**Instructions to follow**: Every entry should be copied exactly, with nothing added or dropped.

**Data section**:
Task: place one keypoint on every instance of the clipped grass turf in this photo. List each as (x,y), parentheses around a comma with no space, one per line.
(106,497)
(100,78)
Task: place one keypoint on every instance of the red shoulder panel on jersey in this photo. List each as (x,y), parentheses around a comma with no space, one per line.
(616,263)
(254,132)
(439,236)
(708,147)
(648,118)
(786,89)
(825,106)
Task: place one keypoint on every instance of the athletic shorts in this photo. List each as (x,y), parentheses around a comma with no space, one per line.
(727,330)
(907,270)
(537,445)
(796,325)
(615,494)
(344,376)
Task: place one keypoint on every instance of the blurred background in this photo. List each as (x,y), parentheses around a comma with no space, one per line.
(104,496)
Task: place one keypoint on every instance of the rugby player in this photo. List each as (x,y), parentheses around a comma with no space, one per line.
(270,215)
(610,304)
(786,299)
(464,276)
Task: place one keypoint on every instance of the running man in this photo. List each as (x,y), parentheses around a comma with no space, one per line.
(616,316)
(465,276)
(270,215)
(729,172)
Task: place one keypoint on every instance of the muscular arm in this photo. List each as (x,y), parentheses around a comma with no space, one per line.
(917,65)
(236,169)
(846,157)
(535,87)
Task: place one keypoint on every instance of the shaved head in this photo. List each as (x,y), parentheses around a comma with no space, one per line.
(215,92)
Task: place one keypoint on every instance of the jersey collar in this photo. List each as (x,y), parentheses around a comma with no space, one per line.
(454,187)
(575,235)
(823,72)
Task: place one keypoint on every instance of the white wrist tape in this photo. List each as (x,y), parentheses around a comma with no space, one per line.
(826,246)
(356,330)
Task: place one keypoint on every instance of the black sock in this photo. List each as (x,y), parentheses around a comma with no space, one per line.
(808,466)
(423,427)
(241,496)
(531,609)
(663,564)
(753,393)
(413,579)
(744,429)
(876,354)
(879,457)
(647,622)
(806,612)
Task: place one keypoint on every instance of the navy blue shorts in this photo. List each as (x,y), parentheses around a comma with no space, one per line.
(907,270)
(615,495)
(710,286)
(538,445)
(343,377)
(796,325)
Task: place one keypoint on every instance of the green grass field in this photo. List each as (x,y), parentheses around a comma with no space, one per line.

**Exercise response**:
Task: place one keypoint on every instance of the clipped grass turf in this photo. List each as (x,y), parentheses around a comma with no space, one per line.
(106,497)
(100,78)
Task: place one keypoint on every instance of the red shoulder panel on jersey in this photo. List each as (x,y), parentheses around a comma with no space, one per line.
(616,263)
(254,132)
(439,236)
(708,147)
(648,118)
(786,89)
(825,106)
Task: place one keypoint on every instance of the athletic shorts in this photo. List each as (x,y), parentheses around a comma with no space, one per line.
(727,330)
(907,270)
(537,445)
(796,325)
(615,494)
(344,376)
Task: place one keypoint on every instance of the blurred background in this photo. List each as (x,y), parentheses around a comma with no space, one per line.
(104,496)
Task: place one keypoint on every instance of the rugby player in this photo. List each as (x,y), parentheses around a comma with no space, one per line.
(270,215)
(610,304)
(786,299)
(464,276)
Task: place one keypoint on every instance of the running man in this photo. List each as (x,y), parentheses around a comma with no space, one per line.
(616,316)
(465,276)
(270,215)
(729,172)
Task: place one keypoint on every instance of the muscular arm in this photo. List each as (x,y), parentheses around a comma with no space, one per line.
(917,65)
(236,169)
(846,157)
(535,87)
Task: place one keypoint on every instance of the shaved head in this photo. List each as (x,y), parentheses around a comma with no space, one per line.
(215,92)
Task: place one keypoint on every instance of the jersey collar in this photo. List each as (x,y), parentheses around a comma with no space, one per line.
(454,187)
(575,235)
(823,72)
Task: place one keypoint on every instance of the white wrist tape in this photo. List each as (x,y), parentheses around a comma with no space, one per line.
(826,246)
(356,330)
Task: place one keypoint on every instance of the black sock in this photo. List each as (x,y), parentheses around a comma with no space, one per line.
(808,466)
(423,427)
(241,496)
(531,609)
(663,564)
(753,393)
(413,579)
(744,429)
(876,354)
(879,457)
(647,622)
(806,612)
Task: place one keypoint on every instance of the navy blue shorts in this photo. List each as (x,y), parentheses around a comma with no space, one per line.
(907,270)
(615,495)
(710,286)
(538,445)
(343,377)
(796,325)
Task: place one keypoint on every instance of the green grass field in this photo. List each as (x,y), parentheses around a comma with no space, one per line.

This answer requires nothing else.